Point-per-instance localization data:
= Beginning of Section =

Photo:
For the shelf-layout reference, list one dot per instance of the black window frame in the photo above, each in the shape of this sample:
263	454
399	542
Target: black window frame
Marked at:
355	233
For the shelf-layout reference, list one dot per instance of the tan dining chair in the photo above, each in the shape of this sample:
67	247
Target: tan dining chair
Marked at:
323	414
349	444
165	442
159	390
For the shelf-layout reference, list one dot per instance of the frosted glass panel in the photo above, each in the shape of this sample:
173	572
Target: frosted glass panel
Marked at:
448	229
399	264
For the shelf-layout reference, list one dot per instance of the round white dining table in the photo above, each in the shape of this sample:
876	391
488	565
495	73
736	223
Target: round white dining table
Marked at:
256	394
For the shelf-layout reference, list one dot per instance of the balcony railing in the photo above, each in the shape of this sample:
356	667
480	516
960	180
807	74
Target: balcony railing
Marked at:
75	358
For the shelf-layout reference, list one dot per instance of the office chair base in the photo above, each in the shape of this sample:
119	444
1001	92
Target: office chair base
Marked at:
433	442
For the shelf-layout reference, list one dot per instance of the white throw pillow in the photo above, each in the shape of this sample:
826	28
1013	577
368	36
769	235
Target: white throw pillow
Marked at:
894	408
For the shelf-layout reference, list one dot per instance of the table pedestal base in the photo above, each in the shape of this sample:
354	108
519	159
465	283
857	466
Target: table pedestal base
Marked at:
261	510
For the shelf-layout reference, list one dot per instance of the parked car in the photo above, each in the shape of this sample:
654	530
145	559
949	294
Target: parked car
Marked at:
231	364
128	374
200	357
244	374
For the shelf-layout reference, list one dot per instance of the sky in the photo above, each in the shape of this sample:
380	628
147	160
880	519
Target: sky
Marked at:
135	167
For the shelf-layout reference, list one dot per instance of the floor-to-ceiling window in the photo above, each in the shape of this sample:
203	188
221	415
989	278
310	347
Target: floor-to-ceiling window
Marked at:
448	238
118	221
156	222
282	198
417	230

= End of Section =

* _Exercise aim_:
Set down all the entries again, word for word.

* _Answer for this exercise_:
Photo:
For the shelf-layout reference, list one dot per instance of the black window frame in the photo above, each in the shape of this sample:
263	454
399	542
Target: black window frame
Marked at:
355	233
For the shelf-layout reference, list one dot per instance of the tan dining chair in the photo above, each in the shape of this sample:
67	247
Target: tan dining chair
Marked at:
323	414
349	444
165	442
159	390
For the shelf-layout reference, list one dot per instance of the frosted glass panel in the photo above, each in the shape of this sample:
173	572
Target: frosted glass panel
Marked at:
448	229
399	264
For the shelf-layout reference, list one dot per instance of the round white dining table in the photo above, each in the shape of this sample:
876	391
488	565
495	73
736	223
Target: round white dining table
Marked at:
256	394
For the shelf-layout reference, list one dot per instance of the balcony railing in the photo above, each in the shape of this sample:
356	667
480	516
960	180
807	74
Target: balcony railing
Marked at:
75	358
For the shelf-layout reference, list one dot per instance of the office chair base in the photo above, each in the shape of this sample:
119	444
1001	92
Target: office chair base
Marked at:
433	442
For the shelf-layout reference, list one dot per instance of the white throw pillow in the photo above, each in the shape of this sample:
826	28
1013	577
368	36
769	235
Target: white throw pillow
Marked at:
894	408
For the shelf-layout reference, list one dot per instance of the table pedestal base in the photo above, each in the shape of this sample:
354	108
519	159
465	283
857	466
Target: table pedestal base
Marked at:
261	510
For the shelf-layout reference, list one dot per instance of the parked car in the photo above, each in the shape of this sample:
654	530
145	559
949	294
Target: parked car
Marked at:
231	364
128	374
200	357
244	374
For the shelf-layout reference, list one dot per instance of the sky in the photo above, each in the shape of this sample:
380	628
147	160
880	519
Target: sky
Marked at:
135	167
For the shelf-layout reference, list one dot per instance of the floor-to-ceiling window in the photo above, each in the shape of this sample:
203	188
221	415
989	278
310	347
Target: floor-to-ceiling window
Marked at:
448	238
118	221
156	222
282	198
417	230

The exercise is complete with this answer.